Requirements
Put each line of the entries below into a JSON list of strings, one string per line, and leave out the blank lines.

Supplied records
○ ○ ○ ○ ○
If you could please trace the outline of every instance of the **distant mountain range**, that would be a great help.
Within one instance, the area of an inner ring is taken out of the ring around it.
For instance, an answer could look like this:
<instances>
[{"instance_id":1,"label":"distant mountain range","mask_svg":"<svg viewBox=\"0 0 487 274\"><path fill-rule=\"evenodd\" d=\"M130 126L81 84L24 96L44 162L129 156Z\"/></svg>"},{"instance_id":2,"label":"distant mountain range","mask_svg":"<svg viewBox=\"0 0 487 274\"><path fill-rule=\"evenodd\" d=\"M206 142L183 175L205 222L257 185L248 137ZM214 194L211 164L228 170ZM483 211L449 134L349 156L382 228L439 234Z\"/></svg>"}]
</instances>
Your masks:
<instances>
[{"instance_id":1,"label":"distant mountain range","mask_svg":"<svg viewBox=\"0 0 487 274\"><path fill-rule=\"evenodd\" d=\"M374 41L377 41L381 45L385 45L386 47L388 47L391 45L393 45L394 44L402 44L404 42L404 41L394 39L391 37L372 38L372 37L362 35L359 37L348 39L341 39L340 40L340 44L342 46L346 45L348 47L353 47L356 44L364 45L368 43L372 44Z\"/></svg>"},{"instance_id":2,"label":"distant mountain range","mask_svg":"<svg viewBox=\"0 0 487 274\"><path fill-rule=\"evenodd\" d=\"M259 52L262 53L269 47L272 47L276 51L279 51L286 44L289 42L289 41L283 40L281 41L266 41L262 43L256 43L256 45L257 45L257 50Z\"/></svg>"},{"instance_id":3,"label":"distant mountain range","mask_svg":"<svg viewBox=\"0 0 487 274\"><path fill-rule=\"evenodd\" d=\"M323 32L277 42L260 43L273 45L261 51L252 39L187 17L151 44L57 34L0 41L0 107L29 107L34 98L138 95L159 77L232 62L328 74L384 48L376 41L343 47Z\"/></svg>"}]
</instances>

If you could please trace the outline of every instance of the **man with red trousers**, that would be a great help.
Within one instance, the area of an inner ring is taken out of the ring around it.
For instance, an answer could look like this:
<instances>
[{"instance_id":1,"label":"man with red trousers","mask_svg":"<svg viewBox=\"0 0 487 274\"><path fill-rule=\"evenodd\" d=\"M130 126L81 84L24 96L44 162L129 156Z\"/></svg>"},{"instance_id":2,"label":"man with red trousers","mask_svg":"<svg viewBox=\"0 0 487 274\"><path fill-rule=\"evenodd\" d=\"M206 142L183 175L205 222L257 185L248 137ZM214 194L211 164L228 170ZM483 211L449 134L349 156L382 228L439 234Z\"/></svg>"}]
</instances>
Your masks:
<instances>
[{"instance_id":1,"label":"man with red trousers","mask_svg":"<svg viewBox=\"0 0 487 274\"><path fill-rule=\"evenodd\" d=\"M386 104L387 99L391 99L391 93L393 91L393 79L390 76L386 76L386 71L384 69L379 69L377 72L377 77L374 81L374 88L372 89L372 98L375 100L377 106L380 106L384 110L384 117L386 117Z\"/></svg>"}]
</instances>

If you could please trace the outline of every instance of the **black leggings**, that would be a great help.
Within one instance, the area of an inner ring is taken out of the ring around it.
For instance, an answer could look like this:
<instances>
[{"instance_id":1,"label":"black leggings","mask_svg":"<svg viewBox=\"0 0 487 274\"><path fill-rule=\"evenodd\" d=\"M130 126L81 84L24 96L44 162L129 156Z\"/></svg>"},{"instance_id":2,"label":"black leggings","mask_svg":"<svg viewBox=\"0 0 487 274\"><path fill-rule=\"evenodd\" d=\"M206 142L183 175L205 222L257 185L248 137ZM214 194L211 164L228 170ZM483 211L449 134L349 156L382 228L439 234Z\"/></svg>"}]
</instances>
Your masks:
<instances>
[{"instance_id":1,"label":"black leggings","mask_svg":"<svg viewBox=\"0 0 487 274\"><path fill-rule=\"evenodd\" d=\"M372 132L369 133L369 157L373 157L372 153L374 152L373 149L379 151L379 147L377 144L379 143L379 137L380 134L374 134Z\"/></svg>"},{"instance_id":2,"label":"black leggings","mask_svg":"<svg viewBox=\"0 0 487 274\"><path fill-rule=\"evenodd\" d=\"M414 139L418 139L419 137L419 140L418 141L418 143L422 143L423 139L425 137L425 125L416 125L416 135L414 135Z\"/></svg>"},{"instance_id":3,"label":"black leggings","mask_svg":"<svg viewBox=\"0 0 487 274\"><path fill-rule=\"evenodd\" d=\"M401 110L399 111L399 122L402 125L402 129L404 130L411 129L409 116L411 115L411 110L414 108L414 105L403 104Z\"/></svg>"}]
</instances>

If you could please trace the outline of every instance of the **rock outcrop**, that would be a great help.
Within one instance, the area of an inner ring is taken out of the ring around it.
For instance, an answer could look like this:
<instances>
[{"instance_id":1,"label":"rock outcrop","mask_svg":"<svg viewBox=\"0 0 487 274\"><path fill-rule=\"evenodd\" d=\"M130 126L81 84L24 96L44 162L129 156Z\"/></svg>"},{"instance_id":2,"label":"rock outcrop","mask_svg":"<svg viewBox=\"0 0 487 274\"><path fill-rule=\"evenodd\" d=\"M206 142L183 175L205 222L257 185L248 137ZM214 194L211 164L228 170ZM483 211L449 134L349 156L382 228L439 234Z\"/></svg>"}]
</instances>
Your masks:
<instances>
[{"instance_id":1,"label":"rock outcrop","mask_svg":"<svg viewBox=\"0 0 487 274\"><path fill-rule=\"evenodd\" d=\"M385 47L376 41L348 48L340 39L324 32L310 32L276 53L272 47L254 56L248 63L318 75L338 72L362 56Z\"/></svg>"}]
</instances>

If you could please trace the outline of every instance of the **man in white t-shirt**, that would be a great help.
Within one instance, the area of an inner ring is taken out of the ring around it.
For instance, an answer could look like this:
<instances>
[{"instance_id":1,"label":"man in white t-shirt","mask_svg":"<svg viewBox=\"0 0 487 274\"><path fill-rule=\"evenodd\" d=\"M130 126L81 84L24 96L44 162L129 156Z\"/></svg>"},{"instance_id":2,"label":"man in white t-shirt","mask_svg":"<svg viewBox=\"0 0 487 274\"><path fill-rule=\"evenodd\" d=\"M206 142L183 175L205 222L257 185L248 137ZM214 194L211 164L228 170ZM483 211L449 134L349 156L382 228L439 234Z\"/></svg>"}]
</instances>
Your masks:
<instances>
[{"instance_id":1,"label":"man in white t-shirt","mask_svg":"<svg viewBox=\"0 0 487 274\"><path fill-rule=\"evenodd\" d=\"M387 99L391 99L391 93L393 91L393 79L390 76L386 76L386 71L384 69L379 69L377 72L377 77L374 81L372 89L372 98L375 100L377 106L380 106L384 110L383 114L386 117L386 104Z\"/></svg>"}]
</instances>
○ ○ ○ ○ ○
Complete answer
[
  "If you could please trace the outline of every instance of the **distant mountain range**, that would be a great help.",
  "Within one instance, the area of an inner ring is taken out of the ring around it.",
  "For instance, an answer could look like this:",
  "<instances>",
  "[{\"instance_id\":1,\"label\":\"distant mountain range\",\"mask_svg\":\"<svg viewBox=\\\"0 0 487 274\\\"><path fill-rule=\\\"evenodd\\\" d=\\\"M130 126L81 84L24 96L44 162L129 156Z\\\"/></svg>\"},{\"instance_id\":2,\"label\":\"distant mountain range\",\"mask_svg\":\"<svg viewBox=\\\"0 0 487 274\\\"><path fill-rule=\\\"evenodd\\\" d=\\\"M206 142L183 175L205 222L257 185L248 137ZM214 194L211 164L228 170ZM483 211L449 134L349 156L382 228L439 234Z\\\"/></svg>\"}]",
  "</instances>",
  "Your masks:",
  "<instances>",
  "[{\"instance_id\":1,\"label\":\"distant mountain range\",\"mask_svg\":\"<svg viewBox=\\\"0 0 487 274\\\"><path fill-rule=\\\"evenodd\\\" d=\\\"M374 41L377 41L381 45L385 45L386 47L388 47L391 45L393 45L394 44L402 44L404 42L404 41L394 39L391 37L372 38L372 37L362 35L359 37L348 39L341 39L340 40L340 44L342 46L346 45L348 47L353 47L356 44L364 45L368 43L372 44Z\\\"/></svg>\"},{\"instance_id\":2,\"label\":\"distant mountain range\",\"mask_svg\":\"<svg viewBox=\\\"0 0 487 274\\\"><path fill-rule=\\\"evenodd\\\" d=\\\"M259 52L262 53L269 47L272 47L276 51L279 51L286 44L289 42L289 41L283 40L281 41L266 41L262 43L256 43L256 45L257 45L257 50Z\\\"/></svg>\"},{\"instance_id\":3,\"label\":\"distant mountain range\",\"mask_svg\":\"<svg viewBox=\\\"0 0 487 274\\\"><path fill-rule=\\\"evenodd\\\" d=\\\"M323 32L277 42L260 43L273 45L261 51L252 39L187 17L151 44L57 34L0 41L0 107L29 107L34 98L138 95L159 77L232 62L328 74L384 48L376 41L343 47Z\\\"/></svg>\"}]",
  "</instances>",
  "If you could please trace the outline of every instance of the **man with red trousers**, that would be a great help.",
  "Within one instance, the area of an inner ring is taken out of the ring around it.",
  "For instance, an answer could look like this:",
  "<instances>",
  "[{\"instance_id\":1,\"label\":\"man with red trousers\",\"mask_svg\":\"<svg viewBox=\\\"0 0 487 274\\\"><path fill-rule=\\\"evenodd\\\" d=\\\"M130 126L81 84L24 96L44 162L129 156Z\\\"/></svg>\"},{\"instance_id\":2,\"label\":\"man with red trousers\",\"mask_svg\":\"<svg viewBox=\\\"0 0 487 274\\\"><path fill-rule=\\\"evenodd\\\" d=\\\"M206 142L183 175L205 222L257 185L248 137ZM214 194L211 164L228 170ZM483 211L449 134L349 156L382 228L439 234Z\\\"/></svg>\"}]",
  "</instances>",
  "Your masks:",
  "<instances>",
  "[{\"instance_id\":1,\"label\":\"man with red trousers\",\"mask_svg\":\"<svg viewBox=\\\"0 0 487 274\\\"><path fill-rule=\\\"evenodd\\\" d=\\\"M386 104L387 99L391 99L391 93L393 91L393 79L390 76L386 76L386 71L384 69L379 69L377 72L377 77L374 81L374 88L372 89L372 98L375 100L377 106L380 106L384 110L384 117L386 117Z\\\"/></svg>\"}]",
  "</instances>",
  "If you could please trace the outline of every instance of the **black leggings**, that would be a great help.",
  "Within one instance, the area of an inner ring is taken out of the ring around it.",
  "For instance, an answer could look like this:",
  "<instances>",
  "[{\"instance_id\":1,\"label\":\"black leggings\",\"mask_svg\":\"<svg viewBox=\\\"0 0 487 274\\\"><path fill-rule=\\\"evenodd\\\" d=\\\"M130 126L81 84L24 96L44 162L129 156Z\\\"/></svg>\"},{\"instance_id\":2,\"label\":\"black leggings\",\"mask_svg\":\"<svg viewBox=\\\"0 0 487 274\\\"><path fill-rule=\\\"evenodd\\\" d=\\\"M206 142L183 175L205 222L257 185L248 137ZM214 194L211 164L228 170ZM483 211L449 134L349 156L382 228L439 234Z\\\"/></svg>\"}]",
  "</instances>",
  "Your masks:",
  "<instances>",
  "[{\"instance_id\":1,\"label\":\"black leggings\",\"mask_svg\":\"<svg viewBox=\\\"0 0 487 274\\\"><path fill-rule=\\\"evenodd\\\" d=\\\"M372 132L369 133L369 157L373 157L372 153L374 152L373 149L379 151L379 147L377 144L379 143L379 137L380 134L374 134Z\\\"/></svg>\"},{\"instance_id\":2,\"label\":\"black leggings\",\"mask_svg\":\"<svg viewBox=\\\"0 0 487 274\\\"><path fill-rule=\\\"evenodd\\\" d=\\\"M414 139L418 139L419 137L419 140L418 141L418 143L422 143L423 139L425 137L425 125L416 125L416 135L414 135Z\\\"/></svg>\"},{\"instance_id\":3,\"label\":\"black leggings\",\"mask_svg\":\"<svg viewBox=\\\"0 0 487 274\\\"><path fill-rule=\\\"evenodd\\\" d=\\\"M401 110L399 111L399 122L402 125L402 129L404 130L411 129L409 116L411 115L411 110L414 108L414 105L403 104Z\\\"/></svg>\"}]",
  "</instances>",
  "If you could please trace the outline of every instance of the **rock outcrop**, that would be a great help.",
  "Within one instance, the area of an inner ring is taken out of the ring around it.",
  "For instance, an answer could look like this:",
  "<instances>",
  "[{\"instance_id\":1,\"label\":\"rock outcrop\",\"mask_svg\":\"<svg viewBox=\\\"0 0 487 274\\\"><path fill-rule=\\\"evenodd\\\" d=\\\"M130 126L81 84L24 96L44 162L129 156Z\\\"/></svg>\"},{\"instance_id\":2,\"label\":\"rock outcrop\",\"mask_svg\":\"<svg viewBox=\\\"0 0 487 274\\\"><path fill-rule=\\\"evenodd\\\" d=\\\"M206 142L183 175L205 222L257 185L248 137ZM214 194L211 164L228 170ZM483 211L449 134L349 156L382 228L439 234Z\\\"/></svg>\"}]",
  "</instances>",
  "Your masks:",
  "<instances>",
  "[{\"instance_id\":1,\"label\":\"rock outcrop\",\"mask_svg\":\"<svg viewBox=\\\"0 0 487 274\\\"><path fill-rule=\\\"evenodd\\\" d=\\\"M385 47L376 41L348 48L340 39L324 32L310 32L276 53L272 47L254 56L248 63L318 75L338 72L362 56Z\\\"/></svg>\"}]",
  "</instances>",
  "If you could please trace the outline of every instance of the **man in white t-shirt**, that would be a great help.",
  "Within one instance, the area of an inner ring is taken out of the ring around it.",
  "For instance, an answer could look like this:",
  "<instances>",
  "[{\"instance_id\":1,\"label\":\"man in white t-shirt\",\"mask_svg\":\"<svg viewBox=\\\"0 0 487 274\\\"><path fill-rule=\\\"evenodd\\\" d=\\\"M130 126L81 84L24 96L44 162L129 156Z\\\"/></svg>\"},{\"instance_id\":2,\"label\":\"man in white t-shirt\",\"mask_svg\":\"<svg viewBox=\\\"0 0 487 274\\\"><path fill-rule=\\\"evenodd\\\" d=\\\"M206 142L183 175L205 222L257 185L248 137ZM214 194L211 164L228 170ZM483 211L449 134L349 156L382 228L439 234Z\\\"/></svg>\"}]",
  "</instances>",
  "Your masks:",
  "<instances>",
  "[{\"instance_id\":1,\"label\":\"man in white t-shirt\",\"mask_svg\":\"<svg viewBox=\\\"0 0 487 274\\\"><path fill-rule=\\\"evenodd\\\" d=\\\"M387 99L391 99L391 93L393 91L393 79L390 76L386 76L386 71L384 69L379 69L377 72L377 77L374 81L372 89L372 98L375 100L377 106L380 106L384 110L383 114L386 117L386 104Z\\\"/></svg>\"}]",
  "</instances>"
]